> [EXTRAIT DU DOCUMENT]:
Traité constitutionnel européen
Oui aux avancées du traité

Dominique Strauss-Kahn



Entretien avec Dominique Strauss-Kahn, député du Val-d'Oise, paru dans le quotidien Ouest France daté du 4 mai 2005
Propos recueillis par Jean-Yves Boulic
 

Quel est l'argument du « oui » qui a le plus d'impact sur le « terrain » ?
Pour moi il n'y a pas qu'un seul argument, il y en a 84. Ce sont les 84 nouveaux articles qui vont dans le sens souhaité par les Français : une Europe plus sociale, plus démocratique, plus respectueuse des droits de l'homme... En revanche, les aspects du texte que certains critiquent, c'est-à-dire les 400 articles restants, nous les conserverons puisqu'ils ont déjà été adoptés dans le passé, et cela même si le « non » l'emporte. Si bien qu'il y a un formidable paradoxe chez les partisans du « non » quand ils nous demandent de rejeter ce texte : si on le fait, on rejette le bon et on garde le moins bon !

Les partisans du « oui » accusent souvent de « mensonges » les partisans du « non » : quels mensonges ?
Ils leur reprochent, d'une part, d'agiter comme un épouvantail certains points négatifs du traité sans dire que ce sont précisément les dispositions dont on ne se débarrassera pas en votant « non » ; d'autre part, d'avancer des affirmations ou des interprétations complètement fausses, par exemple sur l'interdiction de l'avortement, le rejet de la laïcité, l'inféodation à l'Otan ou encore le caractère irréversible et définitif de ce traité.

Là, il y a du vrai : de fait, ce texte est presque impossible à réviser...
Il faut l'unanimité, c'est vrai. Mais je vous rappelle que nous avons su trouver l'unanimité pour Maastricht en 1992, Amsterdam en 1997, Nice en 2000 et ce traité aujourd'hui. Il n'y a rien de nouveau à ce sujet. C'est pourtant le quatrième traité en treize ans. J'ajoute qu'en instituant une procédure de révision qui desserre les pesanteurs diplomatiques, et en permettant à un petit groupe de pays d'aller de l'avant, ce traité comporte malgré tout des avancées.

> [TRAVAIL À FAIRE]:
a. Dans l'entretien, relevez les exemples d'affirmations ou d'interprétations « complètement fausses » que les partisans du « oui » reprochent aux partisans du « non ».
b. Recopiez le passage de l'entretien situé entre « Quel est l'argument » et « le moins bon ! », ces deux segments compris.

> [DONNÉES FOURNIES]:
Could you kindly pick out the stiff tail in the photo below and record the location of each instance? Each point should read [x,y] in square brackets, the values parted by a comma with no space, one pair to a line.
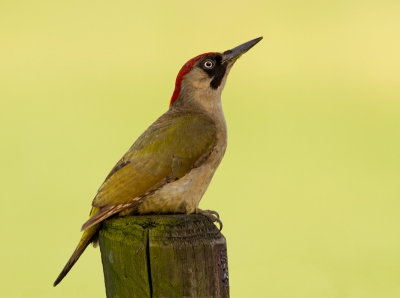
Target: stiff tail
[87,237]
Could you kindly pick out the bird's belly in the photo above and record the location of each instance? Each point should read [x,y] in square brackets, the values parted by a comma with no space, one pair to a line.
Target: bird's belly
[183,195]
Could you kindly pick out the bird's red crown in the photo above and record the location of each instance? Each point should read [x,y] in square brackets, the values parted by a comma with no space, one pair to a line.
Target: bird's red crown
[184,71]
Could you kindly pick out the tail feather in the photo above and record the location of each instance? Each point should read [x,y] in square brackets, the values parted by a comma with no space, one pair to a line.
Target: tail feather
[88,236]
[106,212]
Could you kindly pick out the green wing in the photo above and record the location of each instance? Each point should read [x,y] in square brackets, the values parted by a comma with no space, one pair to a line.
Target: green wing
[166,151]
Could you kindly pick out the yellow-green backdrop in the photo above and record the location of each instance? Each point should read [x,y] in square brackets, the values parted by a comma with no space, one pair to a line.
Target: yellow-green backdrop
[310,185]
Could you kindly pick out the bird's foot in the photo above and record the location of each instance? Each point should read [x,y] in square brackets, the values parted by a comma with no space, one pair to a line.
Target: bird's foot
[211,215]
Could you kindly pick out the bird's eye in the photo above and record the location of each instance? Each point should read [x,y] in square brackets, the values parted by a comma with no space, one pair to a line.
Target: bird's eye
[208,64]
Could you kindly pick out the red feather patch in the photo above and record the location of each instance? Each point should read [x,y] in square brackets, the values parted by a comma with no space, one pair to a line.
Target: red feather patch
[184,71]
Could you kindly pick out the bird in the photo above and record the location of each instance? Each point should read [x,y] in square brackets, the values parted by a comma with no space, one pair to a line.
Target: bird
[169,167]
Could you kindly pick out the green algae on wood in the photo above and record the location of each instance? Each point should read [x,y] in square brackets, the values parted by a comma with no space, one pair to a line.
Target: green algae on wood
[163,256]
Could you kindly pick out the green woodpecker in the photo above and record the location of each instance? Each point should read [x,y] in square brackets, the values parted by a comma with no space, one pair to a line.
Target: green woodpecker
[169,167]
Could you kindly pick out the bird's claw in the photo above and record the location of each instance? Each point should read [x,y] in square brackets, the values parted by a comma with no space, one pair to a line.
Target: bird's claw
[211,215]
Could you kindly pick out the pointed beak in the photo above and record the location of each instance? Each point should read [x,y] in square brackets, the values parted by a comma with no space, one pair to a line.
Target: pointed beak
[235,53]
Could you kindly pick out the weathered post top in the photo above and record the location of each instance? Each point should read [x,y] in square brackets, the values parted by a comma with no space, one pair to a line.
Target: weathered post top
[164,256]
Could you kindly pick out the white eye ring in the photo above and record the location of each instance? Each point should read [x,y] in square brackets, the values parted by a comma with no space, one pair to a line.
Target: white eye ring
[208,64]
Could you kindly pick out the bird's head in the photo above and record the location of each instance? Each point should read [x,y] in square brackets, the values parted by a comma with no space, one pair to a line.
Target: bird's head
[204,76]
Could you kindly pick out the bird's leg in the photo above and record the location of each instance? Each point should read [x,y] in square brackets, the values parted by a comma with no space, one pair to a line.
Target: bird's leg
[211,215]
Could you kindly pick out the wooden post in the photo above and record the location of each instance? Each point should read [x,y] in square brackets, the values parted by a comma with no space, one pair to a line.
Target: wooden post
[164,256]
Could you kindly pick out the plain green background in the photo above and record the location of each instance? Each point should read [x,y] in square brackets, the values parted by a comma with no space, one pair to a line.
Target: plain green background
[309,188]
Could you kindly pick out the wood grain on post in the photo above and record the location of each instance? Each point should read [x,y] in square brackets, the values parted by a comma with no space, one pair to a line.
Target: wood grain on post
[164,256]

> [CORRIGÉ DE L'EXERCICE]:
a.
- l'interdiction de l'avortement
- le rejet de la laïcité
- l'inféodation à l'Otan
- le caractère irréversible et définitif de ce traité

b.
Quel est l'argument du « oui » qui a le plus d'impact sur le « terrain » ?
Pour moi il n'y a pas qu'un seul argument, il y en a 84. Ce sont les 84 nouveaux articles qui vont dans le sens souhaité par les Français : une Europe plus sociale, plus démocratique, plus respectueuse des droits de l'homme... En revanche, les aspects du texte que certains critiquent, c'est-à-dire les 400 articles restants, nous les conserverons puisqu'ils ont déjà été adoptés dans le passé, et cela même si le « non » l'emporte. Si bien qu'il y a un formidable paradoxe chez les partisans du « non » quand ils nous demandent de rejeter ce texte : si on le fait, on rejette le bon et on garde le moins bon !